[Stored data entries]
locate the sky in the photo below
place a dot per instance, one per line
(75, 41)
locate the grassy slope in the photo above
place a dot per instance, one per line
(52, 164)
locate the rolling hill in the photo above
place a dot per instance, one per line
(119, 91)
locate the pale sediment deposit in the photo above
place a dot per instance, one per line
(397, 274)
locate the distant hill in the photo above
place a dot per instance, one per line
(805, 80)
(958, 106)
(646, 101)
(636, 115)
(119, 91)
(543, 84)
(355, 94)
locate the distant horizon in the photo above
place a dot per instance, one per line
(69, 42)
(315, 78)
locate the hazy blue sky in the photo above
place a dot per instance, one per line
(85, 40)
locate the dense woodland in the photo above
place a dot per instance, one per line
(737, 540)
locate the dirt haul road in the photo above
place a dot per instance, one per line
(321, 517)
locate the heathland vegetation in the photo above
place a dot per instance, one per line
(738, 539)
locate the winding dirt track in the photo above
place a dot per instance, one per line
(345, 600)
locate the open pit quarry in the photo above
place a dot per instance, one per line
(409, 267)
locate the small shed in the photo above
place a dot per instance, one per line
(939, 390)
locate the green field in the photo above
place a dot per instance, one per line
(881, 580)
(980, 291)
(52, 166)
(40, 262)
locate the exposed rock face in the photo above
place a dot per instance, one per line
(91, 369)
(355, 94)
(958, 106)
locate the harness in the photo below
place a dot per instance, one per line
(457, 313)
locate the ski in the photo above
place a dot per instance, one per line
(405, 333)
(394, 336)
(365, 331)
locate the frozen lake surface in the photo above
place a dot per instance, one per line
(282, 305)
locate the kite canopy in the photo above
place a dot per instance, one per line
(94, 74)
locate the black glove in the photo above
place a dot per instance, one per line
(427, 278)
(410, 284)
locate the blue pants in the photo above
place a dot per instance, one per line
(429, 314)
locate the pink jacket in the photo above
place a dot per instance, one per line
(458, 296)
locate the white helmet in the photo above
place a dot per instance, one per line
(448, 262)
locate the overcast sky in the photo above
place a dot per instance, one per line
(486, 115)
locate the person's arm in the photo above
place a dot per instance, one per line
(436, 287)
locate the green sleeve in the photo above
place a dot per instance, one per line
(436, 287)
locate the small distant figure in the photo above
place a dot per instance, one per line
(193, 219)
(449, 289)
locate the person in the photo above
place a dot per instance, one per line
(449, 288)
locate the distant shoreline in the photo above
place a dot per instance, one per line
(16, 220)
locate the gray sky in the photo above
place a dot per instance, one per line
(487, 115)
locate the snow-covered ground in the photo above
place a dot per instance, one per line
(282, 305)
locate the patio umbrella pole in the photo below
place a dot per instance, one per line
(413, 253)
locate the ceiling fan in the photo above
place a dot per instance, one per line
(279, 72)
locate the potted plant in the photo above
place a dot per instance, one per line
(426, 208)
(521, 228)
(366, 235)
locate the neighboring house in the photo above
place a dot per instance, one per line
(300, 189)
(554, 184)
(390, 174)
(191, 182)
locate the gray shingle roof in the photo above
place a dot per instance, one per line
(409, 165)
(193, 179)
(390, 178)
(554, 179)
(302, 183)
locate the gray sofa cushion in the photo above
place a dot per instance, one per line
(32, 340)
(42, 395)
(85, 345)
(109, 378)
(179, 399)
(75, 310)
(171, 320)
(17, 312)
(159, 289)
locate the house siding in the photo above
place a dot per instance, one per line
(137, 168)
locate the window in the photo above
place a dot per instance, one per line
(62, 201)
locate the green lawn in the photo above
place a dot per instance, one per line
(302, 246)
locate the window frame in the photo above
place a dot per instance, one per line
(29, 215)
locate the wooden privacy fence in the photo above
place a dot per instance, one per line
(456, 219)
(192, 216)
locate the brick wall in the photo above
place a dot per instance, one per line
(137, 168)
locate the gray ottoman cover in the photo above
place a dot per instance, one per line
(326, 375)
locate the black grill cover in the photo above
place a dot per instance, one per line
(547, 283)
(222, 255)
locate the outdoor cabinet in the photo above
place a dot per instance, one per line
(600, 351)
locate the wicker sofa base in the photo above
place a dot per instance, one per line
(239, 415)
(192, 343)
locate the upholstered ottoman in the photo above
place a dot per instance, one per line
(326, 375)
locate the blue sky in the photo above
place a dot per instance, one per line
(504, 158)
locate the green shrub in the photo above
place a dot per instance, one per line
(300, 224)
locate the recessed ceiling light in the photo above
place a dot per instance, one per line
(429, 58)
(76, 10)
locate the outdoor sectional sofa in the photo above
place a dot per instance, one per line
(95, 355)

Task: Beginning at the top of the data, please return every line until and including the line containing "locate the dirt haul road in the photo above", copied exactly, and nothing past it.

Completed task:
locate the sky in the photo below
place a dot per instance, one per line
(75, 41)
locate the grassy slope in the photo above
place a dot per instance, one per line
(52, 164)
locate the rolling hill in the photo above
place a dot per instance, one per line
(119, 91)
locate the pale sediment deposit in the photo above
place a dot per instance, one per line
(397, 274)
locate the distant hill in the photo above
place a dot per instance, one per line
(805, 80)
(958, 106)
(646, 101)
(636, 115)
(119, 91)
(543, 84)
(355, 94)
locate the distant horizon in the photo above
place a dot per instance, one per line
(69, 42)
(315, 78)
locate the hazy blue sky in the photo above
place a dot per instance, one per line
(85, 40)
locate the dense woodland in the photo above
place a dot per instance, one per line
(737, 540)
locate the dirt haul road in the photo above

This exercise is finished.